Records for this exercise –
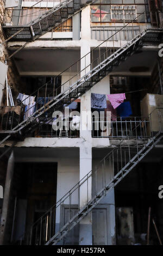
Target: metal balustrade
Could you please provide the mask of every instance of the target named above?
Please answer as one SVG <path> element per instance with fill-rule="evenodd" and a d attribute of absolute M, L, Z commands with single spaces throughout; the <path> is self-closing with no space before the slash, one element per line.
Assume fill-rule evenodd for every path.
<path fill-rule="evenodd" d="M 144 15 L 145 14 L 142 14 Z M 123 28 L 130 27 L 134 22 L 132 21 L 127 24 Z M 1 107 L 0 109 L 0 135 L 4 139 L 0 142 L 2 144 L 8 139 L 11 135 L 26 135 L 33 129 L 52 119 L 54 111 L 62 109 L 64 105 L 68 106 L 71 102 L 81 96 L 97 83 L 111 72 L 115 67 L 119 65 L 131 54 L 140 49 L 143 44 L 152 42 L 159 44 L 162 38 L 162 29 L 152 28 L 146 28 L 131 40 L 125 42 L 116 40 L 116 35 L 120 33 L 122 28 L 111 36 L 110 39 L 100 44 L 91 52 L 81 58 L 75 63 L 66 69 L 53 81 L 43 84 L 37 90 L 34 92 L 29 97 L 35 96 L 34 113 L 29 118 L 23 120 L 21 111 L 24 107 L 22 101 L 11 111 L 8 111 L 8 107 Z M 86 64 L 87 59 L 91 62 Z M 60 76 L 69 75 L 67 81 L 61 86 L 55 88 L 55 80 Z M 40 105 L 39 97 L 44 97 L 45 102 Z M 29 107 L 33 107 L 33 106 Z M 17 113 L 20 111 L 21 114 Z M 5 115 L 5 116 L 4 116 Z M 8 136 L 4 138 L 4 135 Z"/>
<path fill-rule="evenodd" d="M 148 130 L 151 124 L 149 117 L 99 117 L 98 119 L 92 121 L 92 137 L 141 139 L 151 136 Z"/>
<path fill-rule="evenodd" d="M 162 113 L 162 108 L 156 108 L 154 112 L 160 113 L 161 111 Z M 120 142 L 113 149 L 109 148 L 108 154 L 98 166 L 40 218 L 29 230 L 22 234 L 17 241 L 17 244 L 57 245 L 134 169 L 156 144 L 161 140 L 162 141 L 162 117 L 160 115 L 158 120 L 160 129 L 152 132 L 151 138 L 145 140 L 143 144 L 140 145 L 137 141 L 134 146 L 131 146 L 129 143 L 127 145 L 123 146 Z M 92 187 L 91 193 L 90 187 Z M 81 190 L 84 191 L 85 195 L 85 203 L 82 206 L 79 204 Z M 78 204 L 77 214 L 72 211 L 74 204 Z M 60 216 L 61 212 L 66 207 L 68 209 L 68 221 L 58 230 L 55 228 L 56 217 Z"/>

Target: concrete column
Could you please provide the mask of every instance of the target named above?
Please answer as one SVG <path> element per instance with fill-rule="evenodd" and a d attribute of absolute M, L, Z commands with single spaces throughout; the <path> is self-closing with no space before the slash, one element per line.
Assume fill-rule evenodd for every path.
<path fill-rule="evenodd" d="M 90 6 L 82 11 L 81 17 L 81 58 L 90 51 Z M 90 55 L 87 54 L 81 60 L 81 70 L 90 64 Z M 81 76 L 90 70 L 90 66 L 81 71 Z M 80 177 L 81 180 L 92 169 L 92 136 L 91 92 L 87 92 L 81 97 L 80 136 L 84 142 L 80 147 Z M 86 204 L 92 196 L 92 178 L 89 178 L 80 186 L 80 208 Z M 92 213 L 89 214 L 80 222 L 80 245 L 92 245 Z"/>
<path fill-rule="evenodd" d="M 4 242 L 5 231 L 6 228 L 6 222 L 8 214 L 9 196 L 14 173 L 14 156 L 13 151 L 12 151 L 8 160 L 6 174 L 3 203 L 2 206 L 2 213 L 1 216 L 0 225 L 0 245 L 2 245 Z"/>
<path fill-rule="evenodd" d="M 12 18 L 12 23 L 14 26 L 18 26 L 21 14 L 21 9 L 22 6 L 22 0 L 19 0 L 18 5 L 14 9 L 14 17 Z"/>
<path fill-rule="evenodd" d="M 72 40 L 80 40 L 80 13 L 72 16 Z"/>

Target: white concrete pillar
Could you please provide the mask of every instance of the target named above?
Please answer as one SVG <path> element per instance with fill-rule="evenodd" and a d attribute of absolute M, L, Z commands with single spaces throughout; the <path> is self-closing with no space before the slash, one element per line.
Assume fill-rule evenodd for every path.
<path fill-rule="evenodd" d="M 82 11 L 81 16 L 81 58 L 90 51 L 90 7 L 88 6 Z M 90 69 L 90 54 L 87 54 L 81 60 L 81 76 Z M 85 68 L 87 67 L 86 69 Z M 84 70 L 83 70 L 85 69 Z M 83 71 L 82 71 L 83 70 Z M 91 92 L 87 92 L 81 97 L 80 103 L 80 137 L 84 139 L 80 147 L 80 180 L 92 169 L 92 136 Z M 80 186 L 80 208 L 91 199 L 92 196 L 92 178 L 89 178 Z M 92 213 L 89 214 L 83 219 L 79 225 L 80 245 L 92 244 Z"/>
<path fill-rule="evenodd" d="M 10 194 L 12 182 L 14 168 L 14 156 L 13 151 L 9 158 L 5 178 L 4 198 L 2 206 L 2 213 L 0 224 L 0 245 L 3 245 L 4 241 L 5 231 L 9 205 Z"/>

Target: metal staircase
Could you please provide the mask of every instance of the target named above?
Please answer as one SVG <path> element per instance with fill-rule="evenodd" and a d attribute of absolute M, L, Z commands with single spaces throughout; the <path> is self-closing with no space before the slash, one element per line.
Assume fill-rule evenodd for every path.
<path fill-rule="evenodd" d="M 127 26 L 130 25 L 131 22 L 129 22 L 123 28 L 126 28 Z M 116 36 L 122 29 L 122 28 L 120 29 L 108 39 L 61 73 L 60 75 L 61 76 L 64 72 L 69 72 L 71 78 L 60 87 L 55 89 L 54 85 L 53 91 L 48 93 L 48 86 L 51 86 L 51 83 L 47 83 L 33 93 L 30 96 L 36 95 L 36 97 L 39 97 L 40 91 L 42 92 L 42 90 L 44 90 L 45 98 L 48 99 L 48 100 L 47 102 L 45 102 L 41 107 L 40 105 L 38 103 L 39 102 L 36 101 L 35 106 L 35 111 L 27 119 L 22 120 L 19 117 L 16 120 L 14 114 L 15 114 L 14 109 L 16 109 L 16 108 L 18 107 L 18 106 L 16 106 L 12 107 L 14 108 L 14 111 L 12 109 L 12 115 L 10 116 L 10 118 L 5 117 L 4 120 L 6 107 L 1 107 L 2 117 L 0 120 L 0 136 L 3 139 L 0 142 L 0 145 L 11 136 L 14 138 L 20 139 L 22 136 L 26 136 L 27 133 L 34 130 L 39 125 L 52 120 L 52 114 L 54 111 L 62 109 L 64 104 L 68 106 L 72 101 L 81 96 L 106 76 L 115 66 L 119 65 L 122 62 L 134 53 L 142 46 L 143 44 L 151 42 L 153 44 L 159 44 L 163 34 L 162 29 L 146 28 L 132 40 L 128 41 L 126 39 L 127 42 L 126 41 L 124 41 L 126 44 L 123 42 L 123 45 L 118 50 L 117 50 L 118 47 L 116 47 L 114 46 L 112 49 L 110 49 L 108 43 L 110 42 L 111 40 L 114 44 Z M 122 42 L 120 42 L 121 45 Z M 105 50 L 102 53 L 101 53 L 102 49 Z M 95 54 L 97 50 L 99 53 L 99 57 L 93 58 L 94 56 L 97 56 Z M 85 62 L 89 56 L 91 56 L 91 59 L 90 64 L 85 66 L 83 69 L 80 69 L 80 63 L 83 61 Z M 71 75 L 71 71 L 73 72 L 76 69 L 77 70 L 77 72 L 75 75 L 73 73 L 73 75 Z M 76 82 L 74 82 L 74 80 L 76 80 Z M 70 86 L 67 87 L 67 84 Z M 50 88 L 52 90 L 52 88 Z M 23 102 L 22 101 L 18 106 L 22 106 L 23 103 Z"/>
<path fill-rule="evenodd" d="M 92 0 L 67 0 L 26 26 L 4 26 L 5 38 L 10 41 L 34 41 L 93 2 Z"/>
<path fill-rule="evenodd" d="M 31 227 L 23 239 L 20 237 L 20 245 L 55 245 L 66 236 L 71 229 L 84 218 L 111 190 L 128 174 L 133 168 L 163 139 L 162 131 L 155 132 L 152 138 L 145 141 L 142 146 L 123 147 L 121 144 L 111 150 L 101 161 L 98 166 L 90 171 L 67 193 L 57 204 Z M 108 149 L 109 150 L 109 149 Z M 112 178 L 108 176 L 112 172 Z M 89 184 L 92 184 L 92 194 L 89 194 Z M 73 197 L 78 195 L 80 202 L 81 187 L 85 188 L 87 201 L 77 214 L 73 216 Z M 79 203 L 78 203 L 79 204 Z M 69 220 L 58 231 L 55 230 L 55 216 L 60 214 L 65 205 L 69 209 Z M 25 237 L 25 238 L 24 238 Z"/>

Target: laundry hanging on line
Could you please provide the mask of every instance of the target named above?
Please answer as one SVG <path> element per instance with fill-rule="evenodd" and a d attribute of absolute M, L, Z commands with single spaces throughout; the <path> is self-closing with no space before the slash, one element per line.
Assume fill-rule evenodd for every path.
<path fill-rule="evenodd" d="M 91 108 L 106 108 L 106 99 L 105 94 L 91 93 Z"/>
<path fill-rule="evenodd" d="M 36 109 L 35 102 L 27 105 L 25 108 L 24 120 L 27 119 L 35 112 Z"/>
<path fill-rule="evenodd" d="M 125 93 L 107 94 L 106 97 L 114 109 L 118 107 L 118 106 L 123 102 L 124 100 L 126 100 Z"/>
<path fill-rule="evenodd" d="M 122 117 L 122 119 L 133 114 L 131 107 L 129 101 L 122 102 L 120 106 L 117 108 L 116 111 L 117 113 Z"/>
<path fill-rule="evenodd" d="M 33 104 L 35 101 L 35 96 L 29 96 L 20 93 L 17 97 L 17 100 L 22 102 L 23 104 L 27 106 Z"/>
<path fill-rule="evenodd" d="M 116 110 L 114 108 L 110 102 L 107 102 L 107 111 L 110 111 L 111 112 L 111 121 L 116 121 L 117 120 L 117 112 Z"/>

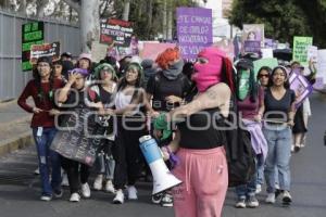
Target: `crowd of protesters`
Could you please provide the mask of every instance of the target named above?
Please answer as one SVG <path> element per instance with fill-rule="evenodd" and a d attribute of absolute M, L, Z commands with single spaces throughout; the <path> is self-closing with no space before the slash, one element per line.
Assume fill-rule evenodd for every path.
<path fill-rule="evenodd" d="M 150 173 L 139 149 L 139 138 L 152 135 L 165 158 L 176 153 L 180 159 L 177 165 L 166 164 L 183 181 L 172 191 L 153 195 L 152 202 L 174 206 L 178 217 L 221 216 L 228 184 L 223 148 L 226 140 L 223 130 L 210 124 L 204 126 L 214 120 L 214 113 L 227 116 L 228 104 L 235 97 L 240 120 L 251 135 L 256 164 L 251 180 L 236 187 L 235 206 L 258 207 L 256 194 L 262 192 L 264 183 L 266 203 L 274 204 L 281 195 L 283 204 L 290 205 L 290 158 L 305 146 L 311 108 L 308 98 L 296 106 L 300 93 L 289 88 L 289 76 L 296 71 L 303 74 L 303 69 L 293 62 L 275 68 L 263 66 L 255 75 L 252 59 L 242 56 L 233 63 L 214 47 L 202 50 L 196 63 L 184 61 L 177 48 L 166 49 L 156 60 L 142 61 L 139 56 L 120 61 L 103 56 L 95 63 L 89 53 L 82 53 L 74 62 L 68 52 L 55 62 L 39 58 L 34 79 L 26 85 L 18 104 L 34 113 L 30 127 L 40 171 L 40 200 L 61 197 L 65 176 L 71 202 L 90 197 L 90 186 L 97 191 L 114 193 L 115 204 L 123 204 L 126 199 L 137 200 L 137 181 L 141 174 Z M 313 84 L 314 65 L 310 64 L 309 69 L 311 74 L 305 77 Z M 196 107 L 193 102 L 212 87 L 215 104 Z M 29 97 L 34 106 L 26 102 Z M 83 107 L 97 112 L 105 126 L 102 132 L 105 138 L 101 140 L 92 169 L 50 149 L 60 130 L 55 116 L 62 111 Z M 158 122 L 175 117 L 176 113 L 186 120 L 178 122 L 172 130 L 158 127 L 162 124 Z M 59 118 L 60 123 L 65 123 L 65 118 Z M 92 184 L 91 171 L 96 176 Z"/>

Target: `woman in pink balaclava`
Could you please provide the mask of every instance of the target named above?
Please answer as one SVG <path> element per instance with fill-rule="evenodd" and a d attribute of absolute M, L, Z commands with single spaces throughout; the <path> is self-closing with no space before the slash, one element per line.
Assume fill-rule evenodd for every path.
<path fill-rule="evenodd" d="M 224 131 L 215 125 L 216 116 L 228 116 L 233 67 L 217 48 L 198 54 L 192 76 L 199 93 L 187 105 L 175 108 L 166 120 L 185 118 L 177 124 L 176 136 L 162 148 L 164 157 L 176 152 L 179 164 L 173 174 L 183 183 L 173 190 L 175 216 L 218 217 L 225 200 L 228 173 Z"/>

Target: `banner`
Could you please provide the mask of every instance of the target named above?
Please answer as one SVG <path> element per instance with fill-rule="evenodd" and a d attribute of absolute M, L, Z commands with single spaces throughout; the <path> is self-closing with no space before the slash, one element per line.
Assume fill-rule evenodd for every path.
<path fill-rule="evenodd" d="M 45 23 L 34 22 L 22 25 L 22 69 L 30 71 L 30 47 L 45 41 Z"/>
<path fill-rule="evenodd" d="M 63 114 L 61 114 L 63 115 Z M 66 112 L 65 122 L 62 122 L 65 129 L 55 135 L 51 149 L 62 156 L 92 166 L 96 161 L 101 138 L 92 138 L 97 132 L 98 125 L 95 122 L 95 114 L 83 107 Z"/>
<path fill-rule="evenodd" d="M 213 43 L 212 10 L 177 8 L 177 36 L 183 58 L 195 61 L 203 48 Z"/>
<path fill-rule="evenodd" d="M 306 60 L 312 61 L 313 63 L 318 62 L 318 48 L 315 46 L 309 46 L 306 48 Z"/>
<path fill-rule="evenodd" d="M 296 92 L 296 107 L 298 108 L 303 100 L 310 95 L 313 90 L 312 85 L 305 79 L 304 76 L 300 75 L 298 71 L 292 71 L 290 77 L 290 89 Z"/>
<path fill-rule="evenodd" d="M 312 46 L 312 37 L 298 37 L 293 39 L 293 61 L 298 61 L 301 65 L 308 65 L 308 47 Z"/>
<path fill-rule="evenodd" d="M 30 47 L 30 64 L 36 64 L 37 59 L 51 58 L 52 62 L 60 59 L 60 42 L 33 44 Z"/>
<path fill-rule="evenodd" d="M 100 42 L 117 47 L 129 47 L 134 29 L 131 23 L 116 18 L 101 20 Z"/>
<path fill-rule="evenodd" d="M 269 59 L 261 59 L 258 61 L 253 61 L 253 69 L 254 69 L 254 77 L 256 78 L 258 72 L 263 66 L 268 66 L 269 68 L 274 68 L 278 65 L 277 59 L 269 58 Z"/>
<path fill-rule="evenodd" d="M 152 43 L 152 42 L 145 42 L 143 49 L 140 53 L 140 58 L 142 60 L 150 59 L 155 61 L 158 55 L 165 51 L 167 48 L 175 48 L 175 43 Z"/>
<path fill-rule="evenodd" d="M 244 41 L 260 41 L 261 48 L 265 47 L 265 31 L 264 24 L 243 24 L 242 42 Z"/>

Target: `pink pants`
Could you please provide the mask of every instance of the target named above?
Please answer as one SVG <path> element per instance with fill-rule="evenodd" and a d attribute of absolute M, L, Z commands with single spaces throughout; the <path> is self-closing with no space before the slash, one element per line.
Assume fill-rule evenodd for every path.
<path fill-rule="evenodd" d="M 228 186 L 224 148 L 179 149 L 173 174 L 183 181 L 172 191 L 176 217 L 220 217 Z"/>

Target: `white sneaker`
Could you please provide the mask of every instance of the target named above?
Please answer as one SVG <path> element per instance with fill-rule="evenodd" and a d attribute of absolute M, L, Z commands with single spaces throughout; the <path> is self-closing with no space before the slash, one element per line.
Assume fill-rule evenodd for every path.
<path fill-rule="evenodd" d="M 82 194 L 86 199 L 90 197 L 90 189 L 87 182 L 82 184 Z"/>
<path fill-rule="evenodd" d="M 93 181 L 93 189 L 97 190 L 97 191 L 101 191 L 103 186 L 103 175 L 98 175 L 96 180 Z"/>
<path fill-rule="evenodd" d="M 125 194 L 122 189 L 116 191 L 115 197 L 113 199 L 114 204 L 123 204 L 125 202 Z"/>
<path fill-rule="evenodd" d="M 114 189 L 114 186 L 112 183 L 111 180 L 108 180 L 106 183 L 105 183 L 105 191 L 106 192 L 111 192 L 111 193 L 115 193 L 115 189 Z"/>
<path fill-rule="evenodd" d="M 137 200 L 137 189 L 135 186 L 129 186 L 128 187 L 128 200 Z"/>
<path fill-rule="evenodd" d="M 72 193 L 70 202 L 79 202 L 80 195 L 78 193 Z"/>
<path fill-rule="evenodd" d="M 255 193 L 261 193 L 262 192 L 262 184 L 258 183 L 255 186 Z"/>
<path fill-rule="evenodd" d="M 62 175 L 61 186 L 62 187 L 68 187 L 70 186 L 66 173 L 63 173 L 63 175 Z"/>
<path fill-rule="evenodd" d="M 269 203 L 269 204 L 274 204 L 275 203 L 275 193 L 268 193 L 265 202 Z"/>

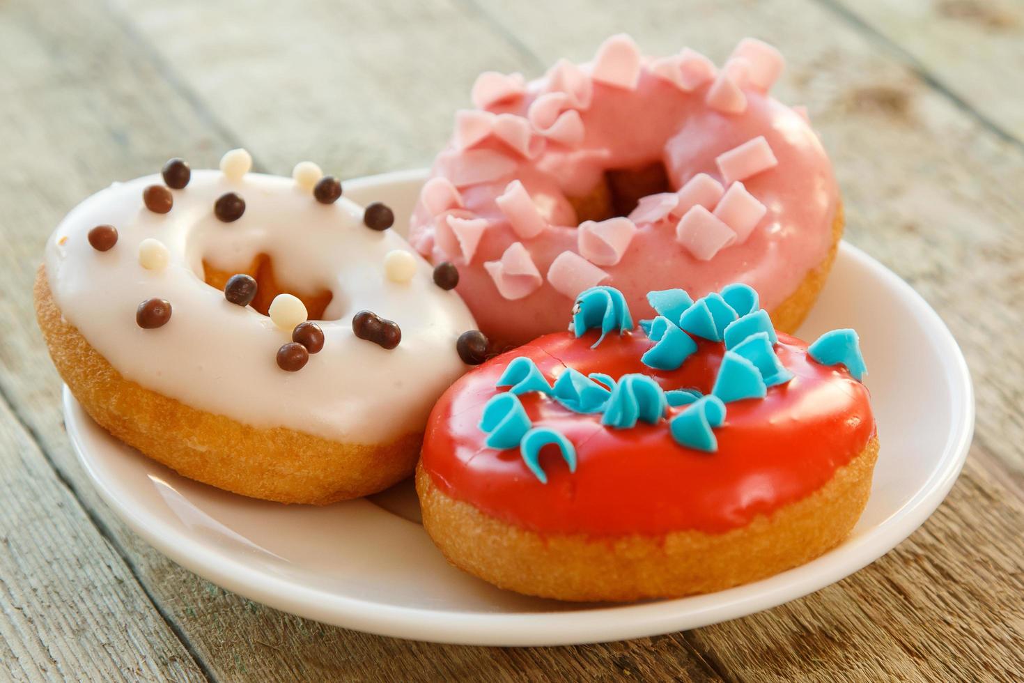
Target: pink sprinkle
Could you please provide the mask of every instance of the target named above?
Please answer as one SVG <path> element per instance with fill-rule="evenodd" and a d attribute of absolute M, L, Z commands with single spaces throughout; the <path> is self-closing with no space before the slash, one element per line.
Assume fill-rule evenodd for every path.
<path fill-rule="evenodd" d="M 568 59 L 559 59 L 548 72 L 548 92 L 564 93 L 568 106 L 586 110 L 594 95 L 594 84 L 582 69 Z"/>
<path fill-rule="evenodd" d="M 732 57 L 741 57 L 749 65 L 748 78 L 751 84 L 762 92 L 767 92 L 775 84 L 785 67 L 782 53 L 768 43 L 755 38 L 744 38 L 732 51 Z"/>
<path fill-rule="evenodd" d="M 487 135 L 495 125 L 495 115 L 480 110 L 459 110 L 455 114 L 455 135 L 453 142 L 456 150 L 471 147 Z"/>
<path fill-rule="evenodd" d="M 526 80 L 522 74 L 506 76 L 487 71 L 476 77 L 471 98 L 475 106 L 485 110 L 492 104 L 517 99 L 524 92 L 526 92 Z"/>
<path fill-rule="evenodd" d="M 743 183 L 737 180 L 729 185 L 722 201 L 715 207 L 714 213 L 732 228 L 736 233 L 736 241 L 743 244 L 767 212 L 768 208 L 746 191 Z"/>
<path fill-rule="evenodd" d="M 687 211 L 676 226 L 676 241 L 701 261 L 711 260 L 735 240 L 736 233 L 702 206 Z"/>
<path fill-rule="evenodd" d="M 465 206 L 462 202 L 462 195 L 459 194 L 456 186 L 452 184 L 451 180 L 441 176 L 427 180 L 420 191 L 420 201 L 423 202 L 423 207 L 431 216 L 436 216 L 449 209 L 461 209 Z"/>
<path fill-rule="evenodd" d="M 640 49 L 624 33 L 601 43 L 594 56 L 591 78 L 607 85 L 636 90 L 640 81 Z"/>
<path fill-rule="evenodd" d="M 746 95 L 736 82 L 736 78 L 740 75 L 738 72 L 741 70 L 734 67 L 731 71 L 733 72 L 731 75 L 729 70 L 723 69 L 719 72 L 718 78 L 708 89 L 705 101 L 708 106 L 723 114 L 742 114 L 746 111 Z"/>
<path fill-rule="evenodd" d="M 637 208 L 629 215 L 629 219 L 635 224 L 656 223 L 672 213 L 679 205 L 679 195 L 676 193 L 658 193 L 648 195 L 640 200 Z"/>
<path fill-rule="evenodd" d="M 540 150 L 530 144 L 532 132 L 529 122 L 514 114 L 499 114 L 492 123 L 495 135 L 523 157 L 532 157 Z"/>
<path fill-rule="evenodd" d="M 476 248 L 480 244 L 483 231 L 487 229 L 487 220 L 485 218 L 449 216 L 447 224 L 452 228 L 455 239 L 459 242 L 459 250 L 462 252 L 463 260 L 470 263 L 473 260 L 473 255 L 476 254 Z"/>
<path fill-rule="evenodd" d="M 528 296 L 544 283 L 541 271 L 521 242 L 509 245 L 501 260 L 484 261 L 483 267 L 495 282 L 498 293 L 509 300 Z"/>
<path fill-rule="evenodd" d="M 614 265 L 629 249 L 637 226 L 629 218 L 609 218 L 600 222 L 585 220 L 577 229 L 580 254 L 598 265 Z"/>
<path fill-rule="evenodd" d="M 721 182 L 707 173 L 697 173 L 676 193 L 679 196 L 679 203 L 672 210 L 672 214 L 682 216 L 695 206 L 702 206 L 711 211 L 722 199 L 723 194 L 725 188 Z"/>
<path fill-rule="evenodd" d="M 548 227 L 548 221 L 518 180 L 510 182 L 505 187 L 505 193 L 495 199 L 495 203 L 508 218 L 515 233 L 523 240 L 536 238 Z"/>
<path fill-rule="evenodd" d="M 745 180 L 752 175 L 775 168 L 778 160 L 771 151 L 764 135 L 746 140 L 742 144 L 725 152 L 715 159 L 718 170 L 726 182 Z"/>
<path fill-rule="evenodd" d="M 514 159 L 494 150 L 466 150 L 449 154 L 443 163 L 446 163 L 447 176 L 456 187 L 501 180 L 512 175 L 516 169 Z"/>
<path fill-rule="evenodd" d="M 548 268 L 548 282 L 556 292 L 574 299 L 580 292 L 596 287 L 611 275 L 575 252 L 563 251 Z"/>

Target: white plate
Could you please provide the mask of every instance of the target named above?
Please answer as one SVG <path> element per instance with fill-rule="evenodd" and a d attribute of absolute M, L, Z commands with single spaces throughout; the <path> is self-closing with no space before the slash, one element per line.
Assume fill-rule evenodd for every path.
<path fill-rule="evenodd" d="M 424 174 L 345 183 L 402 224 Z M 566 313 L 567 314 L 567 313 Z M 254 501 L 184 479 L 111 437 L 65 390 L 68 433 L 106 503 L 175 562 L 264 604 L 401 638 L 479 645 L 618 640 L 715 624 L 847 577 L 892 549 L 942 502 L 974 430 L 967 365 L 939 316 L 895 274 L 843 244 L 802 328 L 859 331 L 882 453 L 860 522 L 804 566 L 711 595 L 628 605 L 523 597 L 450 566 L 417 523 L 411 484 L 325 508 Z"/>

Given request – Rewrite the material starting with its first line and going on through the line with "148 130 L 151", changing "instance" to "object" and leaving everything else as it is. Omit the pictures.

The reply –
Target: metal balustrade
Could you please provide the mask of every object of the target named above?
Please answer as one SVG <path> element per object with fill-rule="evenodd" and a d attribute of absolute M, L, Z commands with single spaces throughout; the <path> is self-closing with no space before the slash, one element per line.
Assume fill-rule evenodd for every path.
<path fill-rule="evenodd" d="M 144 15 L 145 14 L 142 14 Z M 123 28 L 130 27 L 134 22 L 132 21 L 127 24 Z M 1 107 L 0 109 L 0 135 L 4 139 L 0 142 L 2 144 L 8 139 L 11 135 L 26 135 L 33 129 L 52 119 L 54 111 L 62 109 L 64 105 L 68 106 L 71 102 L 81 96 L 97 83 L 111 72 L 115 67 L 119 65 L 131 54 L 140 49 L 143 44 L 152 42 L 159 44 L 162 38 L 162 29 L 152 28 L 146 28 L 131 40 L 125 42 L 116 40 L 116 35 L 120 33 L 122 28 L 111 36 L 110 39 L 100 44 L 91 52 L 81 58 L 75 63 L 66 69 L 53 81 L 43 84 L 37 90 L 34 92 L 29 97 L 35 96 L 34 113 L 29 118 L 23 120 L 21 111 L 24 107 L 22 101 L 11 111 L 8 111 L 8 107 Z M 86 64 L 87 59 L 91 62 Z M 60 76 L 69 75 L 67 81 L 61 86 L 55 88 L 55 80 Z M 40 105 L 39 97 L 44 97 L 45 102 Z M 29 107 L 33 107 L 33 106 Z M 17 113 L 20 111 L 21 114 Z M 5 115 L 5 116 L 4 116 Z M 8 136 L 4 138 L 4 135 Z"/>
<path fill-rule="evenodd" d="M 148 130 L 151 124 L 149 117 L 99 117 L 98 119 L 92 121 L 92 137 L 141 139 L 151 136 Z"/>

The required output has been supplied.